Dataset:
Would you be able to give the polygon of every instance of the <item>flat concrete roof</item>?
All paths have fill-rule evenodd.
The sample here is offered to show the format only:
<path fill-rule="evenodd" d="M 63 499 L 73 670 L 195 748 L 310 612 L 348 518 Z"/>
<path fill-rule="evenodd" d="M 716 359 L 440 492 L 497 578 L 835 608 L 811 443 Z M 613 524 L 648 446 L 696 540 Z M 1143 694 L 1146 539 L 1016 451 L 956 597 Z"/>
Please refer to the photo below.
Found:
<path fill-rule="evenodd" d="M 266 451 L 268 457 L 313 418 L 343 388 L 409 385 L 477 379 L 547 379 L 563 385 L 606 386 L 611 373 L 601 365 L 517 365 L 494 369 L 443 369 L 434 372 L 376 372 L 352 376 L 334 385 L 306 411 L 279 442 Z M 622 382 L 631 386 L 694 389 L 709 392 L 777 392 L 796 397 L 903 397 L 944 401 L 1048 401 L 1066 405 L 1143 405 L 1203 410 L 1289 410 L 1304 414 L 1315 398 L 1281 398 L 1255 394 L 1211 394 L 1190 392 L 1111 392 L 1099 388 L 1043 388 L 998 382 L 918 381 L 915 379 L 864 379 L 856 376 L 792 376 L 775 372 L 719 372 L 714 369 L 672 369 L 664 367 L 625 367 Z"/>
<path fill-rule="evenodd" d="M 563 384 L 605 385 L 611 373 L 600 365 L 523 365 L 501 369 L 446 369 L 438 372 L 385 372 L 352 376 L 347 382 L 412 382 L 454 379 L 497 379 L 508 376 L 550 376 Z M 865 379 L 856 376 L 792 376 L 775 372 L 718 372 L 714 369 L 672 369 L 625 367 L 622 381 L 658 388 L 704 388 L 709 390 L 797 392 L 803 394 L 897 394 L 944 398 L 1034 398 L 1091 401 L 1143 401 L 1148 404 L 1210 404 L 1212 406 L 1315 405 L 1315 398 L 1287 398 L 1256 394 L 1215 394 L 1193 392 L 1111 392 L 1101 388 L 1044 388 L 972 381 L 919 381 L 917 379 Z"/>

To do: Please turn every line of the records above into a numbered list, leaving out any blank lines.

Result for this exercise:
1. Would you be able to give the polygon of every instance of the <item>flat concrete roof</item>?
2. All paths have fill-rule evenodd.
3. The sample here is offered to show the format only:
4. <path fill-rule="evenodd" d="M 63 499 L 73 670 L 195 748 L 310 612 L 348 518 Z"/>
5. <path fill-rule="evenodd" d="M 716 359 L 440 492 L 497 578 L 835 608 L 811 443 Z M 613 524 L 648 446 L 696 540 Z M 1143 694 L 1146 539 L 1016 451 L 956 597 Z"/>
6. Please refer to the photo below.
7. Found:
8. <path fill-rule="evenodd" d="M 266 451 L 268 457 L 313 418 L 343 388 L 409 385 L 477 379 L 547 379 L 563 385 L 606 386 L 611 373 L 601 365 L 517 365 L 494 369 L 443 369 L 434 372 L 376 372 L 352 376 L 334 385 L 306 411 L 279 442 Z M 622 382 L 631 386 L 694 389 L 709 392 L 777 392 L 796 397 L 903 397 L 944 401 L 1048 401 L 1066 405 L 1143 405 L 1203 410 L 1289 410 L 1304 414 L 1315 398 L 1281 398 L 1255 394 L 1211 394 L 1190 392 L 1111 392 L 1099 388 L 1043 388 L 998 382 L 918 381 L 915 379 L 864 379 L 856 376 L 792 376 L 775 372 L 719 372 L 714 369 L 672 369 L 664 367 L 625 367 Z"/>
9. <path fill-rule="evenodd" d="M 563 384 L 605 385 L 611 373 L 600 365 L 523 365 L 501 369 L 446 369 L 438 372 L 385 372 L 352 376 L 347 382 L 412 382 L 454 379 L 497 379 L 508 376 L 550 376 Z M 865 379 L 856 376 L 792 376 L 775 372 L 718 372 L 714 369 L 672 369 L 625 367 L 622 381 L 658 388 L 704 388 L 709 390 L 797 392 L 803 394 L 897 394 L 944 398 L 1034 398 L 1091 401 L 1143 401 L 1148 404 L 1210 404 L 1212 406 L 1315 405 L 1315 398 L 1287 398 L 1256 394 L 1215 394 L 1193 392 L 1111 392 L 1101 388 L 1044 388 L 972 381 L 919 381 L 917 379 Z"/>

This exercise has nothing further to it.